> [How to complete this task] All records are to be printed exactly as they appear.

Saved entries
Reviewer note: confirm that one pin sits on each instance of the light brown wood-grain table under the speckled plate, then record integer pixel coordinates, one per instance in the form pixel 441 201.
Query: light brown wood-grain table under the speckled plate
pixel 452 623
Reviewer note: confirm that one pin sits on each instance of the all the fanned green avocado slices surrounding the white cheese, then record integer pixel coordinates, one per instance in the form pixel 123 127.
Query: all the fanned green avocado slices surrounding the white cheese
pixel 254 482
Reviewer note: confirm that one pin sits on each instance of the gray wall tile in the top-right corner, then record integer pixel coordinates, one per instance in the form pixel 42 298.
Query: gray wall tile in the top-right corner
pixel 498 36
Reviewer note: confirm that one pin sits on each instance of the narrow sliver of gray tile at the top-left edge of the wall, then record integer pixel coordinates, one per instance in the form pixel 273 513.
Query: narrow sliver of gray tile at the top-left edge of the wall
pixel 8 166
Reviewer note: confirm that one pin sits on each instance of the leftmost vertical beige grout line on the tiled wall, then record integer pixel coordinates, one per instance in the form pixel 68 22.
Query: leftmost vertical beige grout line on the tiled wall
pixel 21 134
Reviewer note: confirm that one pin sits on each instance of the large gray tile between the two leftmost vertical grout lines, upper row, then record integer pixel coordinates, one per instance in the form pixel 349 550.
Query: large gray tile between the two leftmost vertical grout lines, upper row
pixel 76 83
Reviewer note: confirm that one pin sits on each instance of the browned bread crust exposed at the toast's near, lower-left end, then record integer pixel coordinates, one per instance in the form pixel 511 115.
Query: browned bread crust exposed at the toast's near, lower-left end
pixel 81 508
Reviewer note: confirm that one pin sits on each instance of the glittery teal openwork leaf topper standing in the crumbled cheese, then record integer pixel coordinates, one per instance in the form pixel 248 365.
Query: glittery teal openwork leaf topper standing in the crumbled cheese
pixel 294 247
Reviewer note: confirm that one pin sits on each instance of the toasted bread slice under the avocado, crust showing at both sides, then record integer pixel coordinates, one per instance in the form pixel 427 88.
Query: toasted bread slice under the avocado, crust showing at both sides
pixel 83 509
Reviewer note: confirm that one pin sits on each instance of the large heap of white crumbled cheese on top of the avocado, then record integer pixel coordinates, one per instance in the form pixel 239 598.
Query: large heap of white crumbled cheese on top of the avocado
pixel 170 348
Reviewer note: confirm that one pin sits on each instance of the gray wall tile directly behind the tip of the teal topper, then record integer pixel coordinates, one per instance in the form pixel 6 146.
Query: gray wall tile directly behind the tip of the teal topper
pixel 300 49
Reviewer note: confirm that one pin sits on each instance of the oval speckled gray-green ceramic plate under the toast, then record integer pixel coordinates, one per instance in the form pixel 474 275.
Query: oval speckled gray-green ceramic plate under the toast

> [Written reply]
Reviewer note: confirm that one pin sits on each instance of the light brown wood-grain table under the speckled plate, then record integer pixel coordinates, one per instance in the form pixel 441 201.
Query: light brown wood-grain table under the speckled plate
pixel 452 623
Reviewer note: confirm that one pin sits on each instance of the all the fanned green avocado slices surrounding the white cheese, then record integer pixel coordinates, one per instance in the form pixel 123 127.
Query: all the fanned green avocado slices surrounding the white cheese
pixel 254 482
Reviewer note: confirm that one pin sits on each instance of the gray wall tile in the top-right corner, then record integer pixel coordinates, one per instance in the form pixel 42 298.
Query: gray wall tile in the top-right corner
pixel 498 36
Reviewer note: confirm that one pin sits on each instance of the narrow sliver of gray tile at the top-left edge of the wall, then record integer pixel coordinates, one per instance in the form pixel 273 513.
Query: narrow sliver of gray tile at the top-left edge of the wall
pixel 8 166
Reviewer note: confirm that one pin sits on each instance of the leftmost vertical beige grout line on the tiled wall, then record integer pixel coordinates, one per instance in the form pixel 68 22.
Query: leftmost vertical beige grout line on the tiled wall
pixel 21 134
Reviewer note: confirm that one pin sits on each instance of the large gray tile between the two leftmost vertical grout lines, upper row, then record integer pixel coordinates, one per instance in the form pixel 349 550.
Query: large gray tile between the two leftmost vertical grout lines, upper row
pixel 76 83
Reviewer note: confirm that one pin sits on each instance of the browned bread crust exposed at the toast's near, lower-left end, then record integer pixel coordinates, one per instance in the form pixel 511 115.
Query: browned bread crust exposed at the toast's near, lower-left end
pixel 81 508
Reviewer note: confirm that one pin sits on each instance of the glittery teal openwork leaf topper standing in the crumbled cheese, then record integer pixel coordinates, one per instance in the form pixel 248 365.
Query: glittery teal openwork leaf topper standing in the crumbled cheese
pixel 294 247
Reviewer note: confirm that one pin sits on each instance of the toasted bread slice under the avocado, crust showing at both sides, then record integer pixel coordinates, one per instance in the form pixel 427 88.
Query: toasted bread slice under the avocado, crust showing at both sides
pixel 83 509
Reviewer note: confirm that one pin sits on each instance of the large heap of white crumbled cheese on top of the avocado, then record integer pixel coordinates, one per instance in the form pixel 239 598.
Query: large heap of white crumbled cheese on top of the avocado
pixel 170 348
Reviewer note: confirm that one pin sits on each instance of the gray wall tile directly behind the tip of the teal topper, then record integer pixel coordinates, one per instance in the form pixel 6 146.
Query: gray wall tile directly behind the tip of the teal topper
pixel 300 49
Reviewer note: confirm that one pin sits on each instance of the oval speckled gray-green ceramic plate under the toast, then record integer pixel coordinates, one per instance in the form pixel 474 275.
Query: oval speckled gray-green ceramic plate under the toast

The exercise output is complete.